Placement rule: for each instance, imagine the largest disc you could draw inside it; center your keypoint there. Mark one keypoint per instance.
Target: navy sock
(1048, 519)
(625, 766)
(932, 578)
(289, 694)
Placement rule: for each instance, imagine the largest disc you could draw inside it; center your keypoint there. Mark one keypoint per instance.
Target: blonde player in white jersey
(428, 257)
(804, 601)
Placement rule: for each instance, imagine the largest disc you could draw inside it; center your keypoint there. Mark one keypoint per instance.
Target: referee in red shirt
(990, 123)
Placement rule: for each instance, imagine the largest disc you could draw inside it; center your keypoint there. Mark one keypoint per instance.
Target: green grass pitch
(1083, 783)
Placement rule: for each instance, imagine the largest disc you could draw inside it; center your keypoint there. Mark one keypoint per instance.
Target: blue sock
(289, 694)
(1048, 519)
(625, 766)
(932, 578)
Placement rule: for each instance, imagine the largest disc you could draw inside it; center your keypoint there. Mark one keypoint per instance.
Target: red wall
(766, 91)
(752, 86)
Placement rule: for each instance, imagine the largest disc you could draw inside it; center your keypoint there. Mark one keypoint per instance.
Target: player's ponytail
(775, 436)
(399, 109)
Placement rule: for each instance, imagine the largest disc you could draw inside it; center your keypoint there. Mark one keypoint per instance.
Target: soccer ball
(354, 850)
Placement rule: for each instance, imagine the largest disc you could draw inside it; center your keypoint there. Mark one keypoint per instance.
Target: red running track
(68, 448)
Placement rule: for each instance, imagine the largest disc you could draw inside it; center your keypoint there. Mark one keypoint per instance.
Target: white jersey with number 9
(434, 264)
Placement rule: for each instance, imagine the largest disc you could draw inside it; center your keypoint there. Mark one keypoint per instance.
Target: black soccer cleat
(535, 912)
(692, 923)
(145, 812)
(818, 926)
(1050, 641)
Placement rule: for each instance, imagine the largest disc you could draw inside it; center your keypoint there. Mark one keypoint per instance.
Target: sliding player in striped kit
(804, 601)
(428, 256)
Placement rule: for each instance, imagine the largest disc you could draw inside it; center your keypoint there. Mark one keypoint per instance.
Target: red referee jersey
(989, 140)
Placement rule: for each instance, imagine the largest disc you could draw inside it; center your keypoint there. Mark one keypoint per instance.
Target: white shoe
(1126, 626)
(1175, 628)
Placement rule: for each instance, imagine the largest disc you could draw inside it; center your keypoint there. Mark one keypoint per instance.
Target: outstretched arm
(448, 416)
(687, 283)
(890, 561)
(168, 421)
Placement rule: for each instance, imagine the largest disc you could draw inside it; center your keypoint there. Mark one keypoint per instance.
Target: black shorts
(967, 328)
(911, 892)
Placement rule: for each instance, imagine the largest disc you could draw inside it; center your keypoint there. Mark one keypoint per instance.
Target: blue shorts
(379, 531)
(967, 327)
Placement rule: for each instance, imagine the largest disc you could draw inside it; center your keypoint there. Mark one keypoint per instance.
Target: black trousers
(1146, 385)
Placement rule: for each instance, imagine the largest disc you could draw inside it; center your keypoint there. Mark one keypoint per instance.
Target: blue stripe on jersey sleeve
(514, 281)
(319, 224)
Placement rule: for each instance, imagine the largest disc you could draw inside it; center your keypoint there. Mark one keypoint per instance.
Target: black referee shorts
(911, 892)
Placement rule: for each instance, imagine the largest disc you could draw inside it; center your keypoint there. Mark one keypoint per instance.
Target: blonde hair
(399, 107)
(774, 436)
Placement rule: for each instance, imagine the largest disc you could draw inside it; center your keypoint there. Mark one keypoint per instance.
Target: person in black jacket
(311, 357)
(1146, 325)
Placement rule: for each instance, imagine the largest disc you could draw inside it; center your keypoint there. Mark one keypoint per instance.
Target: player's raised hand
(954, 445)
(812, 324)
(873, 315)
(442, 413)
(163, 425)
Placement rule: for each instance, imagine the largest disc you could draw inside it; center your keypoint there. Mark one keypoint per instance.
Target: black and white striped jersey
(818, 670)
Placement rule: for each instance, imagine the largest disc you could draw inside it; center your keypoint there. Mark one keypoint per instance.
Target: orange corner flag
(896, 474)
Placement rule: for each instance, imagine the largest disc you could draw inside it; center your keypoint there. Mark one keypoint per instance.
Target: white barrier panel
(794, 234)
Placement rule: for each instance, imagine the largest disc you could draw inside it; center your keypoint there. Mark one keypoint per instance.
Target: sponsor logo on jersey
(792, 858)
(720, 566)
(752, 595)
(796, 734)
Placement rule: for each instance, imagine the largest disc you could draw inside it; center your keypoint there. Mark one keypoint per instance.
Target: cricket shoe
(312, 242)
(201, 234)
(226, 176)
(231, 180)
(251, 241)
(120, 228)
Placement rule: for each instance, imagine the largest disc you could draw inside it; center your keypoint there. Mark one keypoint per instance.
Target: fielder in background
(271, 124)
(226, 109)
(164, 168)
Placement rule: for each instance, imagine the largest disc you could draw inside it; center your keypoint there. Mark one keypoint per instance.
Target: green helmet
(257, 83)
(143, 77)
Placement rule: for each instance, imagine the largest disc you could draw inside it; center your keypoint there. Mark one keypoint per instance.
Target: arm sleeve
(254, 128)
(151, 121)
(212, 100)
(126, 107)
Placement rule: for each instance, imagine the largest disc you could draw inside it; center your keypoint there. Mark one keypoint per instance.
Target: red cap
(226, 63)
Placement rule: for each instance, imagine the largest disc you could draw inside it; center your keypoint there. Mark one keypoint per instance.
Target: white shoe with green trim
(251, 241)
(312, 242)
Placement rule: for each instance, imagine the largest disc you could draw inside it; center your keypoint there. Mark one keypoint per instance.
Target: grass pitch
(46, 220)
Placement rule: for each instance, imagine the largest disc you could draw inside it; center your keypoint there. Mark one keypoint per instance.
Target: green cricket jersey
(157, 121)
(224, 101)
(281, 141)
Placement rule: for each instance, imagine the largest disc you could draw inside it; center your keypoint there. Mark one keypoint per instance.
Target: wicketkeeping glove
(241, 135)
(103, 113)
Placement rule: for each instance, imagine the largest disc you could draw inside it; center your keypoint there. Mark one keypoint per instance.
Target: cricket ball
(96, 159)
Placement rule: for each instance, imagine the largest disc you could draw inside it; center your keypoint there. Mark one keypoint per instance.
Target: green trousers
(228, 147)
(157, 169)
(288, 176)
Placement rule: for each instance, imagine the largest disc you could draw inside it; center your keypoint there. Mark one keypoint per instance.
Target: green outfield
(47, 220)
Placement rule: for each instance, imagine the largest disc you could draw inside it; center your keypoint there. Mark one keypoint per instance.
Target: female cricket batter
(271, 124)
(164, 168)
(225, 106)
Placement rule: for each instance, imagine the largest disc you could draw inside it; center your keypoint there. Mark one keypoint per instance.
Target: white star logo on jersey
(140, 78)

::::::

__Problem description__
Return the material above unaltered. Include every line.

__Task result__
Placement rule: for each instance, imagine the largest disc you could draw inside it; center your keypoint there. Mark one keypoint per instance.
Target: navy sock
(1048, 519)
(625, 766)
(932, 578)
(289, 694)
Placement rule: for each instance, imagine the largest disc you could draw inside it; center your keypoint there. Mark one keypoint per instance.
Target: blonde player in white jersey
(428, 257)
(804, 601)
Placement rule: for each instance, imagine the largest disc you could draw inside it; center your keypoint there. Mark one keypoint per instance.
Target: referee in red shirt
(990, 123)
Placement rule: for each instance, imagine the largest disc you could draw inside it; center your keypoint there. Mark one keypoint per instance.
Target: green grass pitch
(1083, 783)
Placement rule: for each instance, imagine the largest disc you could draw inside it; center your keypoint there. Mark one keypoint per instance.
Target: blue sock
(289, 694)
(1048, 519)
(625, 766)
(932, 578)
Placement rule: for each instance, imagine the largest disc you could draw inside it; center your keypoint there. Mark one keypoint per instance.
Target: red wall
(766, 91)
(752, 86)
Placement rule: for each instance, imagine the largest disc you could draw inside it; center your keypoint there. Mark one keypoint per instance.
Target: player's ponytail
(775, 436)
(399, 109)
Placement rule: for each instance, imagine the largest disc you could draw inside it; center your keypoint there. Mark one keypoint per instance.
Target: soccer ball
(354, 850)
Placement rule: for each instance, imagine the largest disc you could draw inside it; center your keypoint there. Mark one keypoint per instance.
Target: red running track
(68, 448)
Placement rule: for each instance, imagine the largest disc you could draw inside it; center your keypoint there. Mark one keypoint per instance.
Target: white jersey with number 9
(434, 264)
Placement rule: for each instance, imagine the largest disc you could draw inside it; center your keypoint there. Mark one keypoint per instance.
Target: black soccer cleat
(535, 912)
(692, 923)
(145, 812)
(818, 926)
(1050, 641)
Placement rule: for each instance, imagine the largest disc you could draw inside it; center your keypoint there. Mark one keypoint per instance.
Target: sliding player in striped kit
(804, 601)
(428, 256)
Placement rule: for each instance, imagine the largest disc you could draw inside it; center your keypoint there. Mark one keypoint per instance.
Target: red referee jersey
(989, 140)
Placement rule: for each instance, imagine the largest disc you could draw inside it; center your keypoint there. Mark one keypoint per instance.
Target: white shoe
(1126, 626)
(1175, 628)
Placement rule: for each instance, imagine the largest disc you could draw inside it; center your keypoint there. Mark one keypoint per instance.
Target: outstretched arm
(448, 416)
(687, 283)
(890, 561)
(168, 421)
Placement rule: for each instance, imagine the largest disc you could draw inside it; center your keypoint there. Mark one keypoint per instance.
Target: black shorts
(967, 328)
(911, 892)
Placement rule: for each instance, imagine the largest disc you could draw inside it; center your keypoint there. Mark one keypoint per instance.
Target: blue shorts
(379, 531)
(967, 327)
Placement rule: for each instance, imagine the largest disc you could draw inside it; center your keypoint there. Mark one keypoint per instance.
Target: black trousers
(1146, 385)
Placement rule: for each instance, imagine the largest disc you could draw inside it; center your keypoint there. Mark one keypoint per instance.
Target: blue stripe on jersey sleeve
(514, 281)
(319, 224)
Placement rule: for each instance, imagine the largest disc you could draw inside it; center your keypoint there. Mark one keypoint per instance.
Target: black referee shorts
(911, 892)
Placement rule: for each instance, imagine the largest disc you could draw inside it; center your keypoint there. Mark one keypoint per instance.
Target: blonde hair
(399, 107)
(774, 436)
Placement rule: for each instance, imagine the largest disc you could draw inside it; center your keypoint there. Mark one keypoint per instance.
Target: person in black jacket
(311, 357)
(1146, 325)
Placement rule: for each instance, imagine the largest disc you could draw inside it; center your keypoint there. Mark one keypoint per instance.
Target: player's raised hand
(954, 445)
(812, 324)
(873, 315)
(442, 413)
(163, 425)
Placement rule: for each instance, imagine the largest disc you could draw inside it; center your keypoint there. Mark one keypoint per instance.
Target: black and white striped jersey
(818, 670)
Placement rule: for each instance, imagine the largest disc you could draw inside it; center your keypoint there. Mark one keypoint per instance.
Target: orange corner flag
(896, 474)
Placement rule: for each instance, imagine the largest disc you could draw inside it; center your keypoint there. Mark one keypoint per instance.
Target: white barrier panel
(794, 234)
Placement rule: for each instance, imagine the largest disc you could draw inside it; center your keypoint there. Mark one keypoint per instance.
Target: sponsor logo on jersey
(792, 858)
(720, 566)
(752, 595)
(796, 734)
Placement rule: for each instance, imagine the largest disc you could draw inside it; center your keypoint there. Mark one keypoint per instance.
Target: cricket shoe
(312, 242)
(201, 234)
(226, 176)
(231, 180)
(251, 241)
(120, 228)
Placement rule: for each instance, imagine the largest disc you could draw inside it; center your keypoint there. Mark one keypoint per instance.
Target: fielder in background
(271, 124)
(226, 109)
(164, 168)
Placement rule: for each instance, imagine the largest disc you could draw inside it; center your keypoint there. Mark one keypoint per instance.
Target: green helmet
(257, 83)
(143, 77)
Placement rule: for each instance, imagine the largest disc you could draw inside it; center your keypoint there. Mark one keypoint per instance.
Target: arm sleeve
(254, 128)
(151, 121)
(212, 100)
(126, 107)
Placement rule: for each instance, imagine the largest disc you could draw inside it; center your keypoint there. Mark one keypoint per instance.
Target: red cap
(226, 63)
Placement rule: for each instance, imagine the largest disc you could draw inside it; center your keypoint there. Mark one keypoint per instance.
Target: white shoe with green trim
(251, 241)
(312, 242)
Placement rule: for each instance, imagine the largest disc you could draw inside it; center your keypoint there. Mark one keypoint per instance.
Target: grass pitch
(46, 220)
Placement rule: for each instance, imagine the largest disc you could draw inside it; center your keypoint there. Mark one keypoint per instance.
Target: green cricket jersey
(157, 121)
(224, 101)
(281, 141)
Placement rule: for each instance, imagine the largest disc you could draw inside it; center your keypoint there. Mark one keypoint per instance.
Target: wicketkeeping glove
(241, 135)
(103, 113)
Placement rule: for each instance, imagine the largest disc you could draw inside it; center your keypoint there. Mark one keypoint per instance.
Target: cricket ball
(96, 159)
Placement rule: for each instance, imagine the largest disc you could draw inside it; center your keypoint there. Mark one keypoint per instance.
Target: green trousers
(228, 147)
(157, 169)
(288, 176)
Placement rule: for each instance, imagine the largest disc you could draw inside it; center your keypoint there. Mark one keypoint per instance.
Target: green outfield
(47, 220)
Placement rule: for each instance, imagine the largest disc you could draw inside it; center your keypoint there. Mark one keypoint per instance.
Target: female cricket batter
(271, 124)
(164, 168)
(225, 106)
Placement rule: for each instance, imagine the largest disc you could draw inside it; center your keypoint there. Mark one keypoint per instance.
Target: white star logo on jersey
(140, 78)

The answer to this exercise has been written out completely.